*What to do*:
A. Extract word for word the part of the fiduciary rule passage that opens with the words containing "According to the" and closes with "on April 10th.".
B. Continue the passage on the Labor Department's fiduciary rule from where it stops.

*Source extract*:
"""
In addition, the DOL has opened up a 45-day comment period on questions posed in the February 3rd directive from the White House that mandated further study of the effects of the fiduciary rule on the retail retirement market.[3] This comment period will end on April 17, 2017.

15-Day Comment Period on Proposed Delay

According to the Office of Management and Budget, the proposed extension of the applicability date is an economically significant regulatory action because it would likely have an effect on the economy of $100 million in at least one year.[4]Prior to finalizing the delay, the DOL is asking for comments as to whether benefits of the delay justify its costs.

In addition, the DOL invites comments as to whether it should delay applicability of all, or only a part, of the final rule’s provisions and exemption conditions. By way of example, the DOL suggests it could delay the notice and disclosure provisions while permitting the impartial conduct standards of the related prohibited transaction exemptions to become applicable on April 10th.

45-Day Comment Period on The President’s Memorandum

On February 3rd, the White House issued a Memorandum that directs the DOL to prepare an updated economic and legal analysis of the fiduciary rule to determine whether, among other things, it may adversely affect the ability of Americans to gain access to retirement information and financial advice. 

The Memorandum provides that in preparing its updated economic and legal analysis, the DOL must consider:

  • Whether the anticipated applicability of the fiduciary rule has harmed or is likely to harm investors due to a reduction of Americans’ access to certain retirement savings offerings, retirement product structures, retirement savings information or related financial advice;
  • Whether the anticipated applicability of the rule has resulted in disclosures or disruptions within the retirement services industry that may adversely affect investors or retirees; and
  • Whether the rule is likely to cause an increase in litigation, and an increase in the prices that investors and retirees must pay to gain access to retirement services.

If the department makes an affirmative determination as to any of the above considerations or if it concludes for any other reason that the fiduciary rule is inconsistent with the priority of the Administration to “empower Americans to make their own financial decisions, to facilitate their ability to save for retirement and build the individual wealth necessary to afford typical lifetimes expenses…”, then the DOL must publish for notice and comment a proposed rule rescinding or revising the rule.
"""
*Dataset content*:
"""
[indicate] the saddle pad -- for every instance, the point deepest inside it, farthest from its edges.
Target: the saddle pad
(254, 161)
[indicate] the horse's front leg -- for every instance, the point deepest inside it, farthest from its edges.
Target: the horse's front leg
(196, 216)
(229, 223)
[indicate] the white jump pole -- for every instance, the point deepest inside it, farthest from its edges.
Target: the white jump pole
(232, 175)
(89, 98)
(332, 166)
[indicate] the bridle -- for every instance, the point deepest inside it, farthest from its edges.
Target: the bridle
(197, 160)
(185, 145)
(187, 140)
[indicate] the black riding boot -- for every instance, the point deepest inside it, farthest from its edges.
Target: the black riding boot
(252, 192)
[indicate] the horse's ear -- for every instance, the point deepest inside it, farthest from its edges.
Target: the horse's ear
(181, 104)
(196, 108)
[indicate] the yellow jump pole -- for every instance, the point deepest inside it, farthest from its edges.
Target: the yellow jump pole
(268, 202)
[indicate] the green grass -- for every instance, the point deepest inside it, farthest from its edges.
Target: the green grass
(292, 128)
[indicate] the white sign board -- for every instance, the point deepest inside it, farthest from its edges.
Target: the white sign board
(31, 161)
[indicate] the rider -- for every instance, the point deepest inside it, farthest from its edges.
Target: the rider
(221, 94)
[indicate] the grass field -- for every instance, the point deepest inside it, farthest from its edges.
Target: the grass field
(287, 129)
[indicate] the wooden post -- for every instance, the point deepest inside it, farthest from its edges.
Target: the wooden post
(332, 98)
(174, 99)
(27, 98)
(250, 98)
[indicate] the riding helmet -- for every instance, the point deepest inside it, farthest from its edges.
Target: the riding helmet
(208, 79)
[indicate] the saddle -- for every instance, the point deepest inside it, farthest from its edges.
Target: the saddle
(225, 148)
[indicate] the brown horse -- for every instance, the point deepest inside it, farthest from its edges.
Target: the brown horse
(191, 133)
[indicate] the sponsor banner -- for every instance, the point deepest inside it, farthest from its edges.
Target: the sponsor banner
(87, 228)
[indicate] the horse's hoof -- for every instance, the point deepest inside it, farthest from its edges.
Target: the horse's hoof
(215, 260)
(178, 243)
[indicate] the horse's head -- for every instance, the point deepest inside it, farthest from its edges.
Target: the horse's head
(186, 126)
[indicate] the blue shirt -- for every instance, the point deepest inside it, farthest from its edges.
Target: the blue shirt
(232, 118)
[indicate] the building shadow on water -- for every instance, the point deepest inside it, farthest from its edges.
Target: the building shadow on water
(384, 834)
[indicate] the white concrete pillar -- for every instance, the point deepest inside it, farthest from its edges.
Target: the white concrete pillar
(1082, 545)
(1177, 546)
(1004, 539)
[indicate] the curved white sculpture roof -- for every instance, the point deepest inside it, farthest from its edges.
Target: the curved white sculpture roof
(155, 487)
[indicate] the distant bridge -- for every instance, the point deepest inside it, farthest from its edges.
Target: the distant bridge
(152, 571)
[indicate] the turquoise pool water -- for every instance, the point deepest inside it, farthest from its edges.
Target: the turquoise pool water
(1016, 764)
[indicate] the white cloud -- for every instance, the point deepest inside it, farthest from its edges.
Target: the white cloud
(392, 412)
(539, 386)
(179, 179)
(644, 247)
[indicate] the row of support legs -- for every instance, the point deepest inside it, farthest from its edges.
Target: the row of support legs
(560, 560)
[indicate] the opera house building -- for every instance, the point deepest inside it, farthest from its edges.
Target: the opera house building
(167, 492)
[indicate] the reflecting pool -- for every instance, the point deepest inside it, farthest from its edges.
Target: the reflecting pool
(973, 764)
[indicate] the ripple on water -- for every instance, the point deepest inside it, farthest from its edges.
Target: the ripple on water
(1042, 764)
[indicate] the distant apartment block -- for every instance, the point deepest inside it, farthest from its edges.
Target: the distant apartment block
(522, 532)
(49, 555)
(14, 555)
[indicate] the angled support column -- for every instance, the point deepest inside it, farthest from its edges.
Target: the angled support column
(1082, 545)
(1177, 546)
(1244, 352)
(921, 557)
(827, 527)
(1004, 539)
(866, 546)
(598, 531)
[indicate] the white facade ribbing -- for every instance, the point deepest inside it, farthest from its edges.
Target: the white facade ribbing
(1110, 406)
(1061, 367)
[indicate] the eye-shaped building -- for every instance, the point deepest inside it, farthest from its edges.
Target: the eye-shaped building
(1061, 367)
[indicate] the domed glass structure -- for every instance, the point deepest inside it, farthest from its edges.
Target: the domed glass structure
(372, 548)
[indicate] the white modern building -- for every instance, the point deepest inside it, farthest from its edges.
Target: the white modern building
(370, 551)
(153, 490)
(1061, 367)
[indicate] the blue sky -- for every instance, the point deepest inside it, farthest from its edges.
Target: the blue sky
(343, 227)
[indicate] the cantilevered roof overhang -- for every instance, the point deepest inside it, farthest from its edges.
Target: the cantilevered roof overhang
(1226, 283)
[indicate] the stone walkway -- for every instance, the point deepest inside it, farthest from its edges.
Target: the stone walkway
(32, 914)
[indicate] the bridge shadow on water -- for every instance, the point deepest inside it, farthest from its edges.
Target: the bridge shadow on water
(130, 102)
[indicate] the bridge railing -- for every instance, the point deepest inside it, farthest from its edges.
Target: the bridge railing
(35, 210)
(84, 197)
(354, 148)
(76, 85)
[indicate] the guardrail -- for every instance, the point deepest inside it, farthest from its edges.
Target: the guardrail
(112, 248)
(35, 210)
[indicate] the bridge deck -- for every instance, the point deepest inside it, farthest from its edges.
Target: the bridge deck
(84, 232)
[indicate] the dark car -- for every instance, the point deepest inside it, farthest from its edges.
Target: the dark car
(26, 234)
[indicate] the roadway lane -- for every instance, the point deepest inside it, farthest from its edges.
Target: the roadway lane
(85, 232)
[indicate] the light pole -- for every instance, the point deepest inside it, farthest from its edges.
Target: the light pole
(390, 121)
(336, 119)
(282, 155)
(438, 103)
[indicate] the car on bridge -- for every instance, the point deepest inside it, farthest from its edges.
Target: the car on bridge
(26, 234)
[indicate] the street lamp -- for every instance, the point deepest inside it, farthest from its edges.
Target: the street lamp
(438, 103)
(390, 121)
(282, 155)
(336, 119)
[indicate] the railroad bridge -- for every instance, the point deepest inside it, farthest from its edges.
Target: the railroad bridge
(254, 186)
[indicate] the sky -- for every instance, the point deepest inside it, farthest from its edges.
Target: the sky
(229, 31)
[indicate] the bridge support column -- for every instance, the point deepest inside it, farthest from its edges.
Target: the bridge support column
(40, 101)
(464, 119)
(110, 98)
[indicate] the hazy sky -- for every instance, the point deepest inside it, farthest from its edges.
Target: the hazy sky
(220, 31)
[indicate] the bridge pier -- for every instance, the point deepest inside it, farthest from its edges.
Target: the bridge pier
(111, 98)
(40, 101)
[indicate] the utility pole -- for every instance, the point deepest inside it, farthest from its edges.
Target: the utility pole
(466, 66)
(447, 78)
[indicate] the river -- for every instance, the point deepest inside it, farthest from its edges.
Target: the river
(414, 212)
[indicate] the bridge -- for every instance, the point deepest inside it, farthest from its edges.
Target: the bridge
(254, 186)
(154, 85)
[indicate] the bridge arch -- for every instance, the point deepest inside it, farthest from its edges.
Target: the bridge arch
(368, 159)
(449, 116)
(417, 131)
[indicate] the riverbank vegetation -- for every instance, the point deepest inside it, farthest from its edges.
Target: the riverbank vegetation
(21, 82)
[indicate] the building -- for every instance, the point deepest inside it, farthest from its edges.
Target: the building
"""
*The answers*:
A.
According to the Office of Management and Budget, the proposed extension of the applicability date is an economically significant regulatory action because it would likely have an effect on the economy of $100 million in at least one year.[4]Prior to finalizing the delay, the DOL is asking for comments as to whether benefits of the delay justify its costs.

In addition, the DOL invites comments as to whether it should delay applicability of all, or only a part, of the final rule’s provisions and exemption conditions. By way of example, the DOL suggests it could delay the notice and disclosure provisions while permitting the impartial conduct standards of the related prohibited transaction exemptions to become applicable on April 10th.

B.
With respect to these considerations, the DOL requests comments that might help inform its analysis, including any issues with the DOL’s regulatory impact analysis (“RIA”) of the fiduciary rule.[5] In addition, comments are requested on how the market has reacted to the fiduciary rule and the costs and benefits of those reactions.[6]

The DOL’s Challenge

Any rule revising or repealing the “fiduciary rule” will be subject to the Administrative Procedures Act (“APA”), which requires that action can only be taken “[a]fter consideration of the relevant matter presented”[7] during a period of public comment. As promulgation of the rule included four days of public hearings, over 3,000 individual comment letters, over 300,000 submissions made as part of 30 separate petitions and an extensive and detailed regulatory impact analysis,[8] a full repeal of the fiduciary rule would most likely have to be a lengthy process in order for the DOL to avoid a court determining that its decision was “arbitrary and capricious.”[9] In addition to challenging the findings that led to the promulgation of the rule, the DOL will have to justify any full repeal in light of the fact that many financial advisors have already invested heavily in compliance.[10] Whether or not this can be accomplished by June 9, 2017 remains to be seen.

The DOL has in fact already received what may be considered its first comment letter. On February 7, 2017, Senator Elizabeth Warren sent a letter to Acting Secretary of Labor Edward Hugler summarizing responses she received from 21 leading finance companies to her request for information on “their commitment to helping workers save for retirement, their support for the DOL fiduciary rule and their preparedness to comply with the rule in April.” According to Senator Warren, “Their overall message was clear: this rule is good for workers saving for retirement and companies are prepared to meet the compliance deadlines.”[11]

Other Repeal Efforts

Congress

Congress may weigh in directly on the rule through legislation, and the resulting delay could be viewed as a strategic move to give Congress time to do just that. Earlier this year, Congressman Joe Wilson introduced a bill to delay the rule’s implementation date by two years from enactment of the legislation. A separate bill, the Financial Choice Act (“FCA”), would eliminate the fiduciary rule and prevent the DOL from promulgating a new rule until the date that is 60 days after the SEC issues a final rule relating to standards of conduct for brokers and dealers pursuant to Section 15 of the Securities Exchange Act of 1934. The FCA, which passed the House Financial Services Committee last September, is expected to be reintroduced shortly. The revised version of the bill will provide, among other things, that any rule promulgated by the DOL must adhere to a substantially similar standard to the standard promulgated by the SEC.

Courts

The fiduciary rule has been upheld in three separate court decisions.[12] Although notices of appeal have been filed and a challenge is still pending in Minnesota,[13] it is becoming apparent that a judicial outcome in favor of the rule’s opponents is less likely.

Conclusion

The fiduciary rule has already had a major impact on the retail retirement market. A number of financial organizations have revised their product line-ups, their approach to compensating client-facing advisers and their relationship with product providers. Financial organizations have spent a tremendous amount of time and dollars to prepare for full compliance, and proponents of the rule and other consumer advocates are not likely to allow the rule to die without a meaningful replacement or a meaningful fight. All of that suggests that the next 60 days will be a crucial period in the DOL’s long history of trying to expand ERISA’s coverage to IRAs and other retail products.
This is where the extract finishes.